Output the data in full and exactly as presented.

[Task input — start]

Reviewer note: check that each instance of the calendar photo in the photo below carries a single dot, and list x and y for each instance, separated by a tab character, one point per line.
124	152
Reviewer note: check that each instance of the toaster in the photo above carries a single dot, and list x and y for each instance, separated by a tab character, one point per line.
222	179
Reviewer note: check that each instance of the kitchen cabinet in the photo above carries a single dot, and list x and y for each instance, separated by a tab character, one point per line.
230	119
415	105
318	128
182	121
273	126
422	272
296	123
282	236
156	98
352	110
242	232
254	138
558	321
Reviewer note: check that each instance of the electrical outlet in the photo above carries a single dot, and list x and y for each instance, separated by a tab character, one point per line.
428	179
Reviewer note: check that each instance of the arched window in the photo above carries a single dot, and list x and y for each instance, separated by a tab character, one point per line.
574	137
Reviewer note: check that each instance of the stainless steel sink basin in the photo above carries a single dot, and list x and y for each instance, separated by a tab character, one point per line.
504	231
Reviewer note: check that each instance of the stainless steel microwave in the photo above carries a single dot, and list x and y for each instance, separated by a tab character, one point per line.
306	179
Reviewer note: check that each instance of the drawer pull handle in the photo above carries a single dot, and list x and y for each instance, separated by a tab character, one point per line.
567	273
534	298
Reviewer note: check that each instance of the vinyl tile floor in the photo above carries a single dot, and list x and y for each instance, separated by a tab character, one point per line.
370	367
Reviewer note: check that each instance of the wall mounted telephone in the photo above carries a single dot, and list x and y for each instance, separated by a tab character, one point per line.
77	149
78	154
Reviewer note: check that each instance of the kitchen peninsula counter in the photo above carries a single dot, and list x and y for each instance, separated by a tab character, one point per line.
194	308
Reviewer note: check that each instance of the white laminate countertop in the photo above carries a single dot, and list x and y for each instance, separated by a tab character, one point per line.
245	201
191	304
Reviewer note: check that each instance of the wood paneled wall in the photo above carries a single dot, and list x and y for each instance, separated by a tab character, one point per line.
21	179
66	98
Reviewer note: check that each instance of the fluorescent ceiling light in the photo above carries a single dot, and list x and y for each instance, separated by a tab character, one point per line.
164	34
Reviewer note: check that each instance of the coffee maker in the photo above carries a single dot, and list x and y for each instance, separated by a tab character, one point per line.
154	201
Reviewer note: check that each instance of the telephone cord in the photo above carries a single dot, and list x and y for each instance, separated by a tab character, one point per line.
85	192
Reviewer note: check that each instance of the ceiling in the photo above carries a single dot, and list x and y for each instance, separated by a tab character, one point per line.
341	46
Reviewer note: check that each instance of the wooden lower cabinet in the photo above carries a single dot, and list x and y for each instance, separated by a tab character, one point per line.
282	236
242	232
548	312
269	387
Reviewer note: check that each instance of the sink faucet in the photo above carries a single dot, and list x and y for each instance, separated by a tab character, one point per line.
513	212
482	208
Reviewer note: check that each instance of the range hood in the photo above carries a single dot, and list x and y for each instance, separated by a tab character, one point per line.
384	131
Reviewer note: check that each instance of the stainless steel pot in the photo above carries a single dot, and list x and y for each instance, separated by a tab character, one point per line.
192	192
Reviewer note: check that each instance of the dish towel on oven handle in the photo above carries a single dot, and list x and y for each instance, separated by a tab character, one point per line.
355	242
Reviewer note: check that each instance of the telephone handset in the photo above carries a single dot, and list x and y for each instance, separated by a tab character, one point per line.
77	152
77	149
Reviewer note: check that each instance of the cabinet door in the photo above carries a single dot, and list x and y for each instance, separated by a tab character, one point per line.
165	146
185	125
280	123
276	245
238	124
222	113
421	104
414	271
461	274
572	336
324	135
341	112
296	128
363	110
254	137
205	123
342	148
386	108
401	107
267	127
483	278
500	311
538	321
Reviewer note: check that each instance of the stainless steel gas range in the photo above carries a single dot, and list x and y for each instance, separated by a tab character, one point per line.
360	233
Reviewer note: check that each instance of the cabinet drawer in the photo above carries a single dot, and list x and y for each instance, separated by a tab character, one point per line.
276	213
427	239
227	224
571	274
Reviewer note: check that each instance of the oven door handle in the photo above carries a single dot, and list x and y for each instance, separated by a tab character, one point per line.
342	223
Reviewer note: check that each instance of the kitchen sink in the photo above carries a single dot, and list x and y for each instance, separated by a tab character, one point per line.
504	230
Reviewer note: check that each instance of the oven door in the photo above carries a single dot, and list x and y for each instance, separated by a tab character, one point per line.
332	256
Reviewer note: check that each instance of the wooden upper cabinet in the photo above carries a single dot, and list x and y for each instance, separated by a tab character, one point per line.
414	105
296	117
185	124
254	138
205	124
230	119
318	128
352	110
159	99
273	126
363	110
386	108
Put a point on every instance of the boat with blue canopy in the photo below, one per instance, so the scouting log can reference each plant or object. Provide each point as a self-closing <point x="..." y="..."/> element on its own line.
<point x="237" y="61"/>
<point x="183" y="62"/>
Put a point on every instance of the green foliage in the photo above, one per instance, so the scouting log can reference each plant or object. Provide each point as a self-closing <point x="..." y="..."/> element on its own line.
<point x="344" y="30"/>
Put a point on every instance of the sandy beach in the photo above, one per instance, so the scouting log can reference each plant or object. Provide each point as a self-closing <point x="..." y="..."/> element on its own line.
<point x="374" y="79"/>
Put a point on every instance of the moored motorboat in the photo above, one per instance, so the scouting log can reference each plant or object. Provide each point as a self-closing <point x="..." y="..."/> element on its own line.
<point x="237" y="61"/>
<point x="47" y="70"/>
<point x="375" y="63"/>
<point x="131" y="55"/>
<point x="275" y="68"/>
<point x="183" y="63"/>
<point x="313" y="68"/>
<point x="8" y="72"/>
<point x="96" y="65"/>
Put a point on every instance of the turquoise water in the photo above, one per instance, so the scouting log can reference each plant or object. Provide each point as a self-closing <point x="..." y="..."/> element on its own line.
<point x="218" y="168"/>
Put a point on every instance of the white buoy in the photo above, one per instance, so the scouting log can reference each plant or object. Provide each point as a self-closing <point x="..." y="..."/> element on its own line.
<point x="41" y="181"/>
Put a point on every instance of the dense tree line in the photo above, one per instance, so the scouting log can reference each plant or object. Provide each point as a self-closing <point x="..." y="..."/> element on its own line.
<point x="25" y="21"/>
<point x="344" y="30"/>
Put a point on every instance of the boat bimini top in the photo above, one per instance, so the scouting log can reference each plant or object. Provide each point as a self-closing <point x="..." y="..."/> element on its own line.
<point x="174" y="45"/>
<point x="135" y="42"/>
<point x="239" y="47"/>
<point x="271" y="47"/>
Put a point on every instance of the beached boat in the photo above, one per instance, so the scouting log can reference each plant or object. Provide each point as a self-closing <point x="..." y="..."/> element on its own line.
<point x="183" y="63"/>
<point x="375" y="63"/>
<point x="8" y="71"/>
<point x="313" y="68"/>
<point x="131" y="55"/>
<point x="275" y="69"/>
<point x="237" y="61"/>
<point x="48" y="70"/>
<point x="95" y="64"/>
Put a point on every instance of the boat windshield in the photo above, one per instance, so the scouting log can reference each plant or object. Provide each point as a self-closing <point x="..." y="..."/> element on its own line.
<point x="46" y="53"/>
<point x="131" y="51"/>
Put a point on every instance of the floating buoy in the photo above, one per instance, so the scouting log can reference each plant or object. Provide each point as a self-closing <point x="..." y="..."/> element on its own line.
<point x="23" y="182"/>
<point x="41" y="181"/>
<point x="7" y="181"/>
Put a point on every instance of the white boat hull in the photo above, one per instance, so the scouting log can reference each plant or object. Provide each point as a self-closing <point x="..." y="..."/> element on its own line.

[Task input — finish]

• _Worked solution_:
Reviewer note: check that each instance of the calendar photo in the photo below carries a single dot, and list x and y for each instance, separated by a tab character, one point per line.
124	152
Reviewer note: check that each instance of the toaster in the photo above carries a single dot, and list x and y for each instance, separated by a tab character, one point per line.
222	179
Reviewer note: check that each instance of the kitchen cabinet in the photo above carries a single dot, and list x and y for each instance, separated by a tab character, one point per line.
230	119
415	105
318	128
182	121
273	126
422	272
296	123
282	236
156	98
352	110
242	232
254	138
558	321
Reviewer note: check that each instance of the electrical outlet in the photo above carries a single dot, and list x and y for each instance, separated by a tab character, one point per line.
428	179
Reviewer note: check that each instance of the arched window in the photo above carries a single dot, and list x and y for each instance, separated by a tab character, one point per line.
574	137
Reviewer note: check that each instance of the stainless steel sink basin in the photo above carries a single dot, and list x and y for each instance, separated by a tab character, one point per line.
504	231
Reviewer note: check that each instance of the stainless steel microwave in the photo above carries a single dot, and list x and y for each instance, separated by a tab character, one point per line.
306	179
Reviewer note: check that each instance of the drawer pull handle in the photo above carries a single dot, and list x and y for each instance, separated by a tab character, one point per line.
567	273
534	298
Reviewer note: check that each instance of the vinyl tile floor in the photo above carries a single dot, and list x and y for each instance, separated by a tab character, one point per line.
370	367
Reviewer note: check that each instance of the wall mounted telephone in the photo above carries a single dot, and list x and y for each instance, separated by a tab character, one point per line.
77	149
78	154
Reviewer note: check that each instance of the kitchen peninsula counter in the photo above carries a single dot, and list x and y for each instance, separated by a tab character, one point per line.
194	308
Reviewer note: check that each instance of the white laminate countertop in the photo above carries a single dot, and list x and y for each instance, separated by a tab character, one point per line.
245	201
191	304
Reviewer note: check that each instance of the wood paneled wall in the photo above carries a single dot, and list x and y for each instance, separated by a tab character, one point per line.
21	179
66	98
Reviewer note: check that each instance of the fluorescent ceiling light in the photo above carries a single dot, and list x and y for each instance, separated by a tab character, one point per line.
164	34
Reviewer note: check that each instance of the coffee maker in the photo above carries a single dot, and list x and y for each instance, separated by a tab character, one point per line.
154	201
Reviewer note: check that each instance of the telephone cord in the photo above carries a single dot, and list x and y for each instance, separated by a tab character, one point per line.
85	192
Reviewer note: check that each instance of the ceiling in the photo above carries a single dot, and list x and y for each instance, separated by a tab character, one point per line.
341	46
Reviewer note: check that each instance of the wooden lower cabinet in the photo above carries a single dot, and list x and y for each instance, separated by a tab character, one point per line.
282	236
242	232
548	312
269	387
Reviewer note: check that each instance of the sink faucet in the photo above carries a single dot, and list x and y for each instance, separated by a tab character, one point per line.
513	212
482	208
Reviewer note: check that each instance of the range hood in the photo above carries a single dot, and list x and y for each instance, separated by a tab character, one point per line.
384	131
Reviewer note: check that each instance of the stainless steel pot in the photo above carries a single dot, and list x and y for each instance, separated by a tab character, one point per line.
192	192
Reviewer note: check that each instance of the dish towel on oven handle in the photo above carries a single dot, and list x and y for each instance, separated by a tab character, one point per line.
355	242
Reviewer note: check that each instance of the telephone handset in the photo above carries a single dot, and list x and y for each instance, separated by a tab character, one point per line.
77	152
77	149
Reviewer note: check that each instance of the cabinet door in the photo above carries a single dot, and list x and y for each instance, separated by a tab character, one point per line.
165	146
185	125
280	123
276	245
238	124
222	113
421	104
414	271
461	274
572	336
324	135
341	112
296	128
363	110
254	137
205	123
342	148
386	108
401	107
267	127
483	278
500	311
538	321
Reviewer note: check that each instance of the stainless steel gas range in the photo above carries a single dot, and list x and y for each instance, separated by a tab character, one point per line.
360	233
Reviewer note: check that each instance of the cabinet drawer in the photo above carries a single dot, and list x and y for each instance, separated by a tab character, one point per line.
276	213
427	239
227	224
571	274
Reviewer note: check that each instance of the oven door handle in the photo above carries a single dot, and list x and y for each instance, separated by a tab character, one point per line.
342	223
Reviewer note: check that each instance of the kitchen sink in the photo above carries a single dot, and list x and y for each instance, separated by a tab character, one point per line.
504	230
Reviewer note: check that each instance of the oven door in the photo above carries a single dot, and list x and y for each instance, separated by a tab character, one point per line.
332	256
Reviewer note: check that each instance of the wooden upper cabinet in the photo above carries a single dot, and list x and y for each instance, separated by a tab character, one point per line.
414	105
296	117
185	124
254	138
205	124
230	119
318	128
352	110
159	99
273	126
363	110
386	108
Put a point on every instance of the boat with blue canopy in the photo below, one per instance, so the scouting log can reference each plant or object. Provide each point as a self-closing <point x="..." y="..."/> element on its own line.
<point x="237" y="61"/>
<point x="183" y="62"/>
Put a point on every instance of the green foliage in the photo above, one per instance, so the scouting log can reference each plant or object. Provide each point as a self-closing <point x="..." y="..."/> element on its own line.
<point x="344" y="30"/>
Put a point on every instance of the sandy beach in the photo above, one per instance, so the scouting log can reference each plant or object. Provide each point as a self-closing <point x="..." y="..."/> element on its own line.
<point x="374" y="79"/>
Put a point on every instance of the moored motorboat in the photo above, one per instance, so the scouting log can reference each plant or object. Provide each point as a self-closing <point x="..." y="..."/> element on its own line.
<point x="237" y="61"/>
<point x="47" y="70"/>
<point x="375" y="63"/>
<point x="131" y="55"/>
<point x="275" y="68"/>
<point x="183" y="63"/>
<point x="313" y="68"/>
<point x="8" y="72"/>
<point x="96" y="65"/>
Put a point on every instance of the turquoise water in the photo above, one per instance, so the scouting log can reference each plant or object. Provide each point as a self-closing <point x="..." y="..."/> element on its own line.
<point x="218" y="168"/>
Put a point on every instance of the white buoy in the photo above, one per instance, so the scouting log can reference each plant or object. Provide each point as a self-closing <point x="..." y="..."/> element on its own line.
<point x="41" y="181"/>
Put a point on every instance of the dense tree line in the photo above, one per instance, so the scouting log can reference each plant or object. Provide each point as a self-closing <point x="..." y="..."/> element on its own line.
<point x="25" y="21"/>
<point x="344" y="30"/>
Put a point on every instance of the boat bimini top in the photo above, one per instance, so the scouting log can reference each plant or object. Provide each point as a self-closing <point x="..." y="..."/> element on its own line.
<point x="174" y="45"/>
<point x="135" y="42"/>
<point x="239" y="47"/>
<point x="271" y="47"/>
Put a point on every instance of the beached boat in the photo above, one per instance, so the scouting log can reference each plant or object. Provide each point as a self-closing <point x="..." y="..."/> element on its own line.
<point x="183" y="63"/>
<point x="375" y="63"/>
<point x="8" y="71"/>
<point x="313" y="68"/>
<point x="131" y="55"/>
<point x="275" y="69"/>
<point x="237" y="61"/>
<point x="48" y="70"/>
<point x="95" y="64"/>
Put a point on every instance of the boat windshield in the photo above, one per instance, so the scouting log can reference each plant or object. Provide each point as a self-closing <point x="..." y="..."/> element on its own line.
<point x="46" y="53"/>
<point x="131" y="51"/>
Put a point on every instance of the floating buoy in the photo above, one per instance, so the scouting log can reference each plant or object. Provide each point as a self-closing <point x="..." y="..."/> element on its own line.
<point x="23" y="182"/>
<point x="41" y="181"/>
<point x="7" y="181"/>
Put a point on every instance of the white boat hull in the photo above, one per instance, so the scouting log can reference each plant or object. Provide each point as a self-closing <point x="..." y="..."/> element on its own line.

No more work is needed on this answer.